### Source document
========

Form of Restricted Stock Unit Grant Notice and Form of Restricted Stock Unit Award Agreement for Executive Officers under the SS&C Technologies Holdings, Inc. 2023 Stock Incentive Plan

EX-10.31 3 ssnc-ex10_31.htm EX-10.31 EX-10.31

Exhibit 10.31

 

2023 STOCK INCENTIVE PLAN OF
SS&C TECHNOLOGIES HOLDINGS, INC.
 

RESTRICTED STOCK UNIT GRANT NOTICE

 

Unless otherwise defined herein, the terms defined in the 2023 Stock Incentive Plan (as it may be amended from time to time, the “Plan”) of SS&C Technologies Holdings, Inc. (the “Company”) shall have the same defined meanings in this Restricted Stock Unit Grant Notice (this “Grant Notice”) and the Restricted Stock Unit Award Agreement attached hereto as Appendix A (the “Award Agreement” and, together with the Grant Notice, this “Agreement”). In the event of a conflict among the provisions of the Plan, this Agreement and any descriptive materials provided to you, the provisions of the Plan shall prevail.

You have been granted an Award of restricted stock units (“RSUs”), subject to the terms and conditions set forth in this Agreement and the Plan, as follows:

 

Name of Participant:

[Full Name] (the “Participant”)

========

### Listed records
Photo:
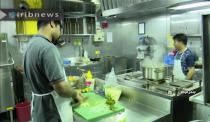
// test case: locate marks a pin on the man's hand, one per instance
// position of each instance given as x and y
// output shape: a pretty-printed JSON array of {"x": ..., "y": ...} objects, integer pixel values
[
  {"x": 190, "y": 73},
  {"x": 78, "y": 98}
]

========

### Set of tasks
1. Under the grant notice, which provisions prevail if the Plan, the Agreement, and any descriptive materials conflict?
2. For each statement, answer yes or no on whether it agrees with the grant notice, and quote the deciding words: (a) The Award Agreement is attached as Appendix A. (b) The grant is made under a 2021 Stock Incentive Plan. (c) The Award consists of stock options.

### Final results
1. The provisions of the Plan prevail.

2.
(a) Yes: "the Restricted Stock Unit Award Agreement attached hereto as Appendix A"
(b) No: "the 2023 Stock Incentive Plan"
(c) No: "an Award of restricted stock units (“RSUs”)"